* Start *

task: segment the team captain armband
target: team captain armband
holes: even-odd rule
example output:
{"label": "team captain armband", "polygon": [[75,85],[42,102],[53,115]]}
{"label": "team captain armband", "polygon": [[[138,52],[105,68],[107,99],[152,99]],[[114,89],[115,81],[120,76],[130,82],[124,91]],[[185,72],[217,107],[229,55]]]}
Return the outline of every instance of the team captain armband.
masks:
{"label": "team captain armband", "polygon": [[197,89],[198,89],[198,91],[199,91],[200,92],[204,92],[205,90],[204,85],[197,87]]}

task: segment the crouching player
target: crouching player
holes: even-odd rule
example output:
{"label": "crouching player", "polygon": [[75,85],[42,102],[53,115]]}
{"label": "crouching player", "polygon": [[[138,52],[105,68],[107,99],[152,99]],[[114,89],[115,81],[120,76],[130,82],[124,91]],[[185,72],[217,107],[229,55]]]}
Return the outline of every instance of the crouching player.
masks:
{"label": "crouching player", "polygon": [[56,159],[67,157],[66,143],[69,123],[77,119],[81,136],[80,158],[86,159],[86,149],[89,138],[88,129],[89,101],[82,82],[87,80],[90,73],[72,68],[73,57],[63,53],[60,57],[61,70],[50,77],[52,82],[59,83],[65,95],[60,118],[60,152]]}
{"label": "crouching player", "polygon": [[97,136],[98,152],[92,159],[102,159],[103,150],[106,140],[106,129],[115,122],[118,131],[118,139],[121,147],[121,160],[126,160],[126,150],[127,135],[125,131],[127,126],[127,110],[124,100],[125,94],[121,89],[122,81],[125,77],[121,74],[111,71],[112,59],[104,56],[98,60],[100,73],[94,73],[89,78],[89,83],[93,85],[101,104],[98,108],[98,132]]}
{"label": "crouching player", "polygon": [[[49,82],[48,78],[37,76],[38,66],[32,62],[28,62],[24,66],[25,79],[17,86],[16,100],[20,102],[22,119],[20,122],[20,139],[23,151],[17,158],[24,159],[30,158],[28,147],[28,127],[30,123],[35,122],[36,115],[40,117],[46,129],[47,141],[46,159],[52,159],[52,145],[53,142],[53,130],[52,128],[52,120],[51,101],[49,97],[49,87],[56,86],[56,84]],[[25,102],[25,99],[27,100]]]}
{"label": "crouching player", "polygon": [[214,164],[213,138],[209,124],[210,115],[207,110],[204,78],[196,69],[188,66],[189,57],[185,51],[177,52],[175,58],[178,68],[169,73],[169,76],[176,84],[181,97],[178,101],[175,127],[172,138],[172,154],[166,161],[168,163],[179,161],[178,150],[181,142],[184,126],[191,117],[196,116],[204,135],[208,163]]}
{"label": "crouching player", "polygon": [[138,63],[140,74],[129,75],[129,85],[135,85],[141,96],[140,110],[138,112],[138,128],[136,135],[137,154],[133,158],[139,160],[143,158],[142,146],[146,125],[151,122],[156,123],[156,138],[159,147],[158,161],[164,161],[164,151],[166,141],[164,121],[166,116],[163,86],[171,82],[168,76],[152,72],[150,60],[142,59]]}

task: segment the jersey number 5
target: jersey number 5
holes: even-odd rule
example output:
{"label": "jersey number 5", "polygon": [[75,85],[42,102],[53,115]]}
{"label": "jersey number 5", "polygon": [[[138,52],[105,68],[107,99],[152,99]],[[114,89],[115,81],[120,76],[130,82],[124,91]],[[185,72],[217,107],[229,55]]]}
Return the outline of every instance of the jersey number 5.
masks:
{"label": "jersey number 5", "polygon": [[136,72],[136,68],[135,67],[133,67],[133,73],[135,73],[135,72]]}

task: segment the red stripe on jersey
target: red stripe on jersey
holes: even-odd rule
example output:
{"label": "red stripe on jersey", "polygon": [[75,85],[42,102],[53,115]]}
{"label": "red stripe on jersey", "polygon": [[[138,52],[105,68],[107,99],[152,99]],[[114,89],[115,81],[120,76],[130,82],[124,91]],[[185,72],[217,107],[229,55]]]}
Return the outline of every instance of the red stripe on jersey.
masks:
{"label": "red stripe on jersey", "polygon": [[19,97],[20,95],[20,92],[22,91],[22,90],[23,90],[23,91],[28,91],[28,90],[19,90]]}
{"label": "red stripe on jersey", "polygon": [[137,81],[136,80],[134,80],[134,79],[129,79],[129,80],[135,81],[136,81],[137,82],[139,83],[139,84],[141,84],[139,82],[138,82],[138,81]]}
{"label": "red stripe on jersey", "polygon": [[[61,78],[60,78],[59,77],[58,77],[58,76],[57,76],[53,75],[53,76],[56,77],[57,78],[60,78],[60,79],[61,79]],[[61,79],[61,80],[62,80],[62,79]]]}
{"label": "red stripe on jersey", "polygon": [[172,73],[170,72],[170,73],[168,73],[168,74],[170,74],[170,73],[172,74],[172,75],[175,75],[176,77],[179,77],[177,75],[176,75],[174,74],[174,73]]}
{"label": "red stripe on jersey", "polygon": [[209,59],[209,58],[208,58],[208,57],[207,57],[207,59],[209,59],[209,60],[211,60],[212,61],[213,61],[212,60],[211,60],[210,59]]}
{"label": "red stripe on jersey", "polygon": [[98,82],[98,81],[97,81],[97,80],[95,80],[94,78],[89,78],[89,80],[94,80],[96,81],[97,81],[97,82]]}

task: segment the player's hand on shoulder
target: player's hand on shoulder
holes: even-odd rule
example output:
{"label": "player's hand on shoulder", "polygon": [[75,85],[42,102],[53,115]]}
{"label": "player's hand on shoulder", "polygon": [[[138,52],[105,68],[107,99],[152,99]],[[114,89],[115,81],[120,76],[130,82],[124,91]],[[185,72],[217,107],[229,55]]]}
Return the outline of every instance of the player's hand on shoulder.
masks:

* End *

- [Required task] Rewrite the records as a Markdown table with two columns, Row and Line: Row holds a running number and Line holds one line of the records, with blank lines omitted.

- [Solution to this problem]
| Row | Line |
|---|---|
| 1 | task: segment the team captain armband |
| 2 | target: team captain armband |
| 3 | holes: even-odd rule |
| 4 | example output: |
| 5 | {"label": "team captain armband", "polygon": [[75,85],[42,102],[53,115]]} |
| 6 | {"label": "team captain armband", "polygon": [[[138,52],[105,68],[107,99],[152,99]],[[114,89],[115,81],[120,76],[130,82],[124,91]],[[185,72],[217,107],[229,55]]]} |
| 7 | Return the outline of every instance of the team captain armband. |
| 8 | masks: |
| 9 | {"label": "team captain armband", "polygon": [[197,89],[198,89],[198,91],[199,91],[200,92],[204,92],[205,90],[204,85],[197,87]]} |
| 10 | task: segment the crouching player |
| 11 | target: crouching player |
| 12 | holes: even-odd rule |
| 13 | example output: |
| 14 | {"label": "crouching player", "polygon": [[75,85],[42,102],[53,115]]} |
| 15 | {"label": "crouching player", "polygon": [[[138,52],[105,68],[107,99],[152,99]],[[114,89],[115,81],[120,76],[130,82],[124,91]],[[185,72],[217,107],[229,55]]]} |
| 16 | Return the outline of every instance of the crouching player. |
| 17 | masks: |
| 18 | {"label": "crouching player", "polygon": [[56,159],[67,157],[66,143],[69,123],[77,119],[81,136],[80,158],[86,159],[86,149],[89,138],[88,129],[89,101],[82,82],[87,80],[90,73],[72,68],[73,57],[63,53],[60,57],[61,70],[50,77],[52,82],[59,83],[65,95],[60,118],[60,152]]} |
| 19 | {"label": "crouching player", "polygon": [[97,136],[98,152],[92,159],[102,159],[103,150],[106,140],[106,129],[115,122],[118,131],[118,139],[121,147],[121,160],[126,160],[126,150],[127,135],[125,131],[127,126],[127,110],[124,100],[125,94],[121,89],[122,81],[125,77],[121,74],[111,71],[112,59],[104,56],[98,60],[100,73],[94,73],[89,78],[89,83],[93,85],[101,104],[98,108],[98,132]]} |
| 20 | {"label": "crouching player", "polygon": [[[49,82],[48,78],[37,76],[38,66],[32,62],[28,62],[24,66],[25,79],[17,86],[16,100],[20,102],[22,119],[20,122],[20,139],[23,151],[17,158],[24,159],[30,158],[28,147],[28,127],[30,123],[35,122],[36,115],[40,117],[46,129],[47,141],[46,159],[52,159],[52,145],[53,142],[53,130],[52,128],[52,120],[51,101],[49,97],[49,87],[56,86],[56,84]],[[25,102],[25,99],[27,100]]]} |
| 21 | {"label": "crouching player", "polygon": [[214,164],[213,138],[209,124],[210,115],[207,110],[204,78],[196,69],[188,66],[189,57],[185,51],[177,52],[175,58],[178,68],[169,73],[169,76],[176,84],[181,97],[178,101],[175,127],[172,138],[172,154],[166,161],[168,163],[179,161],[178,150],[181,142],[184,126],[191,117],[196,116],[204,135],[208,163]]} |
| 22 | {"label": "crouching player", "polygon": [[138,63],[140,74],[129,75],[129,85],[135,85],[141,96],[140,110],[138,112],[138,128],[136,135],[137,154],[133,158],[139,160],[143,158],[142,146],[146,125],[151,122],[156,123],[156,138],[159,147],[158,161],[164,161],[164,151],[166,141],[164,121],[166,116],[163,86],[171,82],[168,76],[152,72],[150,60],[142,59]]} |
| 23 | task: segment the jersey number 5 |
| 24 | target: jersey number 5 |
| 25 | holes: even-odd rule |
| 26 | example output: |
| 27 | {"label": "jersey number 5", "polygon": [[75,85],[42,102],[53,115]]} |
| 28 | {"label": "jersey number 5", "polygon": [[[138,52],[105,68],[107,99],[152,99]],[[114,89],[115,81],[120,76],[130,82],[124,91]],[[185,72],[217,107],[229,55]]]} |
| 29 | Return the outline of every instance of the jersey number 5. |
| 30 | masks: |
| 31 | {"label": "jersey number 5", "polygon": [[136,72],[136,68],[135,67],[133,67],[133,73],[135,73],[135,72]]} |
| 32 | task: segment the red stripe on jersey |
| 33 | target: red stripe on jersey |
| 34 | holes: even-odd rule |
| 35 | example output: |
| 36 | {"label": "red stripe on jersey", "polygon": [[75,85],[42,102],[53,115]]} |
| 37 | {"label": "red stripe on jersey", "polygon": [[[138,52],[105,68],[107,99],[152,99]],[[114,89],[115,81],[120,76],[130,82],[124,91]],[[185,72],[217,107],[229,55]]]} |
| 38 | Return the outline of every instance of the red stripe on jersey. |
| 39 | masks: |
| 40 | {"label": "red stripe on jersey", "polygon": [[19,97],[20,95],[20,92],[22,91],[22,90],[23,90],[23,91],[28,91],[28,90],[19,90]]} |
| 41 | {"label": "red stripe on jersey", "polygon": [[137,81],[136,80],[134,80],[134,79],[129,79],[129,80],[135,81],[136,81],[137,82],[139,83],[139,84],[141,84],[139,82],[138,82],[138,81]]} |
| 42 | {"label": "red stripe on jersey", "polygon": [[[61,78],[60,78],[59,77],[58,77],[58,76],[57,76],[53,75],[53,76],[56,77],[57,78],[60,78],[60,79],[61,79]],[[61,79],[61,80],[62,80],[62,79]]]} |
| 43 | {"label": "red stripe on jersey", "polygon": [[172,73],[170,72],[170,73],[168,73],[168,74],[170,74],[170,73],[172,74],[172,75],[175,75],[176,77],[179,77],[177,75],[176,75],[174,74],[174,73]]} |
| 44 | {"label": "red stripe on jersey", "polygon": [[209,59],[209,58],[208,58],[208,57],[207,57],[207,59],[209,59],[209,60],[211,60],[212,61],[213,61],[212,60],[211,60],[210,59]]} |
| 45 | {"label": "red stripe on jersey", "polygon": [[98,82],[98,81],[97,81],[97,80],[95,80],[94,78],[89,78],[89,80],[94,80],[96,81],[97,81],[97,82]]} |
| 46 | task: segment the player's hand on shoulder |
| 47 | target: player's hand on shoulder |
| 48 | holes: even-odd rule |
| 49 | example output: |
| 50 | {"label": "player's hand on shoulder", "polygon": [[75,85],[42,102],[53,115]]} |
| 51 | {"label": "player's hand on shoulder", "polygon": [[[138,52],[105,68],[107,99],[152,99]],[[114,89],[115,81],[120,76],[130,82],[124,91]],[[185,72],[217,107],[229,55]]]} |
| 52 | Return the outline of every instance of the player's hand on shoulder. |
| 53 | masks: |